[Instructions for the task]: Render the items below as a JSON list of strings with one string per line and blank lines left out. Begin at the line that contains "Outline white brick" and continue through the last line of the items.

(Dataset records)
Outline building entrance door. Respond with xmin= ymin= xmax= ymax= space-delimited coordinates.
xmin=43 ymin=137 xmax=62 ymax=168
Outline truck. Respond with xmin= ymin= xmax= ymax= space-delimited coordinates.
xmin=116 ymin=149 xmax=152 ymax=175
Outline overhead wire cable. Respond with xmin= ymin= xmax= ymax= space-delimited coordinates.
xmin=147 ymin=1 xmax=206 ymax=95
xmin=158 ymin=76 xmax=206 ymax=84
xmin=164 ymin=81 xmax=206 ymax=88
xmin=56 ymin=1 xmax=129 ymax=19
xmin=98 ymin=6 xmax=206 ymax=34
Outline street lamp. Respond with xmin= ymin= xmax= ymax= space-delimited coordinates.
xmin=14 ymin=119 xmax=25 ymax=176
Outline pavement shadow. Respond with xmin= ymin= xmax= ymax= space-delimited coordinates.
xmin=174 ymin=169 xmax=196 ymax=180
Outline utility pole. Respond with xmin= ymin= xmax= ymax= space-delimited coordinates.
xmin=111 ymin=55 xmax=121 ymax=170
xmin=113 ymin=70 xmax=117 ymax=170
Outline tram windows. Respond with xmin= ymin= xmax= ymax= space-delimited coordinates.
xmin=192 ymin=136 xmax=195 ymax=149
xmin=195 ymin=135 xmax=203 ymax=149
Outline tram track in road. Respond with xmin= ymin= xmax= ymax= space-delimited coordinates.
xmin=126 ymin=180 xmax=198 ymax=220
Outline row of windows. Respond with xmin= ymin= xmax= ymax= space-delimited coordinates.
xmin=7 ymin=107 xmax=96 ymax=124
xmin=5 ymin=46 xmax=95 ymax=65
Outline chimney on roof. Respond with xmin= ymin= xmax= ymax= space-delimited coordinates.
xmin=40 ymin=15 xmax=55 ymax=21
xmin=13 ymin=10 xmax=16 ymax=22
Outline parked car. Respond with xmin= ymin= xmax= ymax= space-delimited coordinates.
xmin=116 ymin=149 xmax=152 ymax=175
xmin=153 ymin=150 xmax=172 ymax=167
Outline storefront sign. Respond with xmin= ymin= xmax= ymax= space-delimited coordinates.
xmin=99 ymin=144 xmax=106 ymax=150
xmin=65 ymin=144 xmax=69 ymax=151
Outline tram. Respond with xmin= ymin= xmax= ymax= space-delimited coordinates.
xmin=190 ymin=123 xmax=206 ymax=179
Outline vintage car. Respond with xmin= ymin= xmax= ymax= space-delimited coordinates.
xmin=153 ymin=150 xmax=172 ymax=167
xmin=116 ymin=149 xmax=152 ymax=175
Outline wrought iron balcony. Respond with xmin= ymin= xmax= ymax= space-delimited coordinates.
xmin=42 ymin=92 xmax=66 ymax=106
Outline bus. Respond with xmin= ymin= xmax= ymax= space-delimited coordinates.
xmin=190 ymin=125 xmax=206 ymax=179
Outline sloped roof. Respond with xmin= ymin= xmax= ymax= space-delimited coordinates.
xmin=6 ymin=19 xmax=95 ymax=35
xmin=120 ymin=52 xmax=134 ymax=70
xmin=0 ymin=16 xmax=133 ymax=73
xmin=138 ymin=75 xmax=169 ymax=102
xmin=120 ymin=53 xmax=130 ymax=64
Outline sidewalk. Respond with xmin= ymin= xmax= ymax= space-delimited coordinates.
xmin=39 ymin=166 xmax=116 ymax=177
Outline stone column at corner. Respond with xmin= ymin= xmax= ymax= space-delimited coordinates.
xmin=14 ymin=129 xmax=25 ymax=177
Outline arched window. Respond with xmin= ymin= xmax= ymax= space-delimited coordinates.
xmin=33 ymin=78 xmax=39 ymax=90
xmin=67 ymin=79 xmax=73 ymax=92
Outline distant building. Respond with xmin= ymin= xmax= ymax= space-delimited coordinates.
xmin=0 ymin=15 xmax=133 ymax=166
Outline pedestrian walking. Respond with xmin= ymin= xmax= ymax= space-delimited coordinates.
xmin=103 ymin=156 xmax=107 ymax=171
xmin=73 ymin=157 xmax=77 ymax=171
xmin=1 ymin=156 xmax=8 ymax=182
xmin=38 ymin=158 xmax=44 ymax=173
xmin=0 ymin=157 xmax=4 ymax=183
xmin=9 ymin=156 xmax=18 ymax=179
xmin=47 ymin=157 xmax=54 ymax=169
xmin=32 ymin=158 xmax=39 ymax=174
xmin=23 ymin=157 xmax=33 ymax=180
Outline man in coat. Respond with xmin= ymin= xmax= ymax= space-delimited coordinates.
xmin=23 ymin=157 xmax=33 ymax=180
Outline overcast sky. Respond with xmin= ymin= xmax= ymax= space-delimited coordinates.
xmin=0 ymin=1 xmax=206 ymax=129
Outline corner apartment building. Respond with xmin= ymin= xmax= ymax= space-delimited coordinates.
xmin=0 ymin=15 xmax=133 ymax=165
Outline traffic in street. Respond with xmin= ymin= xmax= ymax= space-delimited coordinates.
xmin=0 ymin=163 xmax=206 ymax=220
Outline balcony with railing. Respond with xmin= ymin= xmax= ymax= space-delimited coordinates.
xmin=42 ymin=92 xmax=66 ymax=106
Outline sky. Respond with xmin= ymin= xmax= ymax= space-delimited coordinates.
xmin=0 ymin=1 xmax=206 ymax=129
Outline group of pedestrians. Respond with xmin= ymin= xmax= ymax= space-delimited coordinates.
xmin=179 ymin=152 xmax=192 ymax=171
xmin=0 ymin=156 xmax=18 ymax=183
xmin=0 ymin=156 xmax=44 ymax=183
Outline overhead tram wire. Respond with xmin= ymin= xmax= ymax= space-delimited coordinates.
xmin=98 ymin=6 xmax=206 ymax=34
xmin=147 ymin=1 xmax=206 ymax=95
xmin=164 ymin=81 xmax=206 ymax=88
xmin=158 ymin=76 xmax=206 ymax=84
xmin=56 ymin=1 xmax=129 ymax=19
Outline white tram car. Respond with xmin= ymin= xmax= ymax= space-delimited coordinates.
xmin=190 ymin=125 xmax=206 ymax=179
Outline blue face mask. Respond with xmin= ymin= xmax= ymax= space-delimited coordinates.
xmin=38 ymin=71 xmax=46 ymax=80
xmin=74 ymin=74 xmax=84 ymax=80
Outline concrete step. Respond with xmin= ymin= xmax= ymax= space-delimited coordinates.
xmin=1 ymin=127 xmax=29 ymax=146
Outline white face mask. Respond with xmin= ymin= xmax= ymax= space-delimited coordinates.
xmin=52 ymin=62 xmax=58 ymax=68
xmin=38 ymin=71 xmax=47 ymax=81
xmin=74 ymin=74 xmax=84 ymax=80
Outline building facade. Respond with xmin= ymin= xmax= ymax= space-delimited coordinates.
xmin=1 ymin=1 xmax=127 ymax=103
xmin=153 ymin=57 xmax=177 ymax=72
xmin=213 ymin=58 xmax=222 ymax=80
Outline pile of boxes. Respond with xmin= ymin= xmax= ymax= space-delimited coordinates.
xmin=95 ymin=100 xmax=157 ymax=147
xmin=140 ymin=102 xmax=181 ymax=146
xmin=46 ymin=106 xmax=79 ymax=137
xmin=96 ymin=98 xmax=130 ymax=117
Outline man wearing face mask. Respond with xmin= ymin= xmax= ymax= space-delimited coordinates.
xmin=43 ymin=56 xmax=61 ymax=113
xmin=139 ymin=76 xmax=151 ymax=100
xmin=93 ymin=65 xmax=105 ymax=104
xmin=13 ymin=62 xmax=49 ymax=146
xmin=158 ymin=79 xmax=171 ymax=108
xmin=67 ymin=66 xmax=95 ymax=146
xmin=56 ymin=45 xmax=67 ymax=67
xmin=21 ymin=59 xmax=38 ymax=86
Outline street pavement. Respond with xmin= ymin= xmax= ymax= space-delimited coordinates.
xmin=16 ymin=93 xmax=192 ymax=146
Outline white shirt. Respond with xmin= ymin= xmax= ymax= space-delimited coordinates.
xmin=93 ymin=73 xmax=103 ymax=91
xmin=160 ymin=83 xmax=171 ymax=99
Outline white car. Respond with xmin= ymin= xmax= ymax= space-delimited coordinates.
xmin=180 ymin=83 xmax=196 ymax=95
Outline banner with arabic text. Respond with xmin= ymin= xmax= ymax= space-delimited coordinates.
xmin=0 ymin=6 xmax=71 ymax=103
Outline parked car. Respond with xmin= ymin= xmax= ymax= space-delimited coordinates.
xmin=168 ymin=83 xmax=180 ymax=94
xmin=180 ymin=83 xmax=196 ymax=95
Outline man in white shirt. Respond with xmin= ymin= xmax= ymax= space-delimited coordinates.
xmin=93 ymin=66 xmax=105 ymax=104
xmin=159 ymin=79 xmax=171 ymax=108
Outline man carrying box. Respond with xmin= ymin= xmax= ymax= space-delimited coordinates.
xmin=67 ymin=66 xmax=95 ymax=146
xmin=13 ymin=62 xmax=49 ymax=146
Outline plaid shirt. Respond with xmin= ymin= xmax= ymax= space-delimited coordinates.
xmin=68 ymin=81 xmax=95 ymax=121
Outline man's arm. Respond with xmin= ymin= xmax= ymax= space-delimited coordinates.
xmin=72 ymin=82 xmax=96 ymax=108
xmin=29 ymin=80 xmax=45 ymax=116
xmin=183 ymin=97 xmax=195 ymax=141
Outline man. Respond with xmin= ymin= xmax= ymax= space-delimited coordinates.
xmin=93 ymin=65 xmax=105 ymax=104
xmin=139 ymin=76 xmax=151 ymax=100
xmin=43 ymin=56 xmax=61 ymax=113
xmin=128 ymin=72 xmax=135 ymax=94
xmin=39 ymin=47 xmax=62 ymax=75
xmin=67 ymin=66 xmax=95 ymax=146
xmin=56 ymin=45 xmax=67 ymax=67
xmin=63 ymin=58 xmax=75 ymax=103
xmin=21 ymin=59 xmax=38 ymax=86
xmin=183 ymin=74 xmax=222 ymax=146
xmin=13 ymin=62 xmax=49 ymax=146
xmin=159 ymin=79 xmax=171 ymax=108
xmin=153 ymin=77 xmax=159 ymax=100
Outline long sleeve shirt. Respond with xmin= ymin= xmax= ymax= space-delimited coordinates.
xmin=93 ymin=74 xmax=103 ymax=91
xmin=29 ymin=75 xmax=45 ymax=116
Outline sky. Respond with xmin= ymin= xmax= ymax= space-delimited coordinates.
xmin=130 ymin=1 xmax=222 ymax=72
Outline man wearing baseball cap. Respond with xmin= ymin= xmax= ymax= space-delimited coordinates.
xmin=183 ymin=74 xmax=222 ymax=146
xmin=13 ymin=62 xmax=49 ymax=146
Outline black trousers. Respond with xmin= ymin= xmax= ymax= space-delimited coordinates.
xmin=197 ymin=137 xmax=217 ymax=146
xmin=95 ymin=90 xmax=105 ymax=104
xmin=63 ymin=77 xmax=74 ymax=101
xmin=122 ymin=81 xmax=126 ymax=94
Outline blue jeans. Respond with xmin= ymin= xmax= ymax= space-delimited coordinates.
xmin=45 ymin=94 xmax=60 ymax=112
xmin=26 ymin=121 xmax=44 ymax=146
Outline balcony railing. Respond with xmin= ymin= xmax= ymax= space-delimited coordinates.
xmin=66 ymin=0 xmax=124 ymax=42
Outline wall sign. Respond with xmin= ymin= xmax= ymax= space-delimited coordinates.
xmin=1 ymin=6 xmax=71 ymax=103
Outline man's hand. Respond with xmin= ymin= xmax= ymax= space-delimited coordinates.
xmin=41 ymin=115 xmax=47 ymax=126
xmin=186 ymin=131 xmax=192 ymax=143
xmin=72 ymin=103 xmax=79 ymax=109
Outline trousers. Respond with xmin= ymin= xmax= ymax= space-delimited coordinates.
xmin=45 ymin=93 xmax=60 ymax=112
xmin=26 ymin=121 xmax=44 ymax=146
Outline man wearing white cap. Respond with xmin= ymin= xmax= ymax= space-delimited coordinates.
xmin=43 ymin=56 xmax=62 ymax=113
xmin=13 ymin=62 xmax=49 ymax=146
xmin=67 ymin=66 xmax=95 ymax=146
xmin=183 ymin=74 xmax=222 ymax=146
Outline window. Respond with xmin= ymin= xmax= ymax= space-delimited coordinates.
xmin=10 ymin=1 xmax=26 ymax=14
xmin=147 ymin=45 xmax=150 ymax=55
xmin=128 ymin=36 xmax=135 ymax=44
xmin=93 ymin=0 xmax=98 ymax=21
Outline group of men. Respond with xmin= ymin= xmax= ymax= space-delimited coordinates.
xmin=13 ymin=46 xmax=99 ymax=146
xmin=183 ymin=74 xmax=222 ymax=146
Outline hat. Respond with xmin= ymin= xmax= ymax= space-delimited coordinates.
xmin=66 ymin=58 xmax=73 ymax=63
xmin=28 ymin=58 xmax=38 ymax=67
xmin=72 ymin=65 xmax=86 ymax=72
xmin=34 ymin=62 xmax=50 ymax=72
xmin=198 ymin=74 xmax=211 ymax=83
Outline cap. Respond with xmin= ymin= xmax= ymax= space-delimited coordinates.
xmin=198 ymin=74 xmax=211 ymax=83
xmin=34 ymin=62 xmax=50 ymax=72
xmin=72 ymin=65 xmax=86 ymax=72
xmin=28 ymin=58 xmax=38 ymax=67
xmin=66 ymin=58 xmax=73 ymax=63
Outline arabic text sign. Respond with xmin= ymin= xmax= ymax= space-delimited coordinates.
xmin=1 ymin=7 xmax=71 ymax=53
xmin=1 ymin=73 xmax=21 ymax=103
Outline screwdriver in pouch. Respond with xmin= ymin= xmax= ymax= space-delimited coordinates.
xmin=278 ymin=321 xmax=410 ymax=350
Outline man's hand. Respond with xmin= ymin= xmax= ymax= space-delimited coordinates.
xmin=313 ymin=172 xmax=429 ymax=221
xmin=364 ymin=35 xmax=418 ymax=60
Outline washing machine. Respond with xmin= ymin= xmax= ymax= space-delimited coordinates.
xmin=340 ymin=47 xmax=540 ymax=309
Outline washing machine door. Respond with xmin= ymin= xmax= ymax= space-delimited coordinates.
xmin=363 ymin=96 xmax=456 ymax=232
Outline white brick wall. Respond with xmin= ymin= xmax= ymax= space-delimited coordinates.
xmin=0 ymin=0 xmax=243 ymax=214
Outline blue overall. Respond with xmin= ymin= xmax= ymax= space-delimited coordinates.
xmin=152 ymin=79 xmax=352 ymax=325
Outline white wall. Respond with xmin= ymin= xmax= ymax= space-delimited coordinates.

[Solution to the problem]:
[
  "Outline white brick wall. Respond with xmin= ymin= xmax= ymax= space-delimited coordinates.",
  "xmin=0 ymin=0 xmax=243 ymax=214",
  "Outline blue overall. Respond with xmin= ymin= xmax= ymax= space-delimited coordinates.",
  "xmin=152 ymin=79 xmax=352 ymax=325",
  "Outline white wall. Respond with xmin= ymin= xmax= ymax= space-delimited coordinates."
]